INSTRUCTIONS TO FOLLOW: Can you give the listing again with every "marker" switched to "point" and everything else left unchanged?

--- BEGIN DATASET RECORDS ---

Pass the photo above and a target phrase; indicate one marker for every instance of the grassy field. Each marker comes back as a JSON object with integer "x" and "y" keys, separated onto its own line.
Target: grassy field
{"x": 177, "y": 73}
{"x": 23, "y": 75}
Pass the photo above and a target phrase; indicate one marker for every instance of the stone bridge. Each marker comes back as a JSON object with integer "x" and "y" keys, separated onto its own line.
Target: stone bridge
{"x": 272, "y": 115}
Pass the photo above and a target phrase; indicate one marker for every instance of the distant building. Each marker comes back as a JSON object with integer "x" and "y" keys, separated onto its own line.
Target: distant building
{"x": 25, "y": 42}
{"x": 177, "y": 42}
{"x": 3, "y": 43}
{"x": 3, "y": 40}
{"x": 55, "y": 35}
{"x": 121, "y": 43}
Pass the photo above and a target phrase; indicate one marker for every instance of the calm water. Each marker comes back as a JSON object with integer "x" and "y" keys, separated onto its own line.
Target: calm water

--- END DATASET RECORDS ---

OUTPUT OF THE TASK:
Pass the photo above and a target phrase; indicate one point for every instance of the grassy field. Each point comes back as a JSON object with integer "x" and "y" keys, separated onto its own line.
Target: grassy field
{"x": 177, "y": 73}
{"x": 23, "y": 75}
Pass the photo above and a target phrase; indicate one point for every instance of the stone bridge. Each point comes back as a JSON object with integer "x" and "y" keys, separated onto its own line.
Target: stone bridge
{"x": 272, "y": 115}
Pass the photo above and a target phrase; indicate one point for every instance of the distant building. Each point comes back as a JSON object with integer "x" and "y" keys, separated onto its own line.
Target: distant building
{"x": 25, "y": 42}
{"x": 177, "y": 42}
{"x": 3, "y": 43}
{"x": 3, "y": 40}
{"x": 55, "y": 35}
{"x": 121, "y": 43}
Pass the photo above and a target phrase; indicate one point for every instance of the calm water. Each point comes back as a JSON object with integer "x" and "y" keys, separated onto its own line.
Target: calm water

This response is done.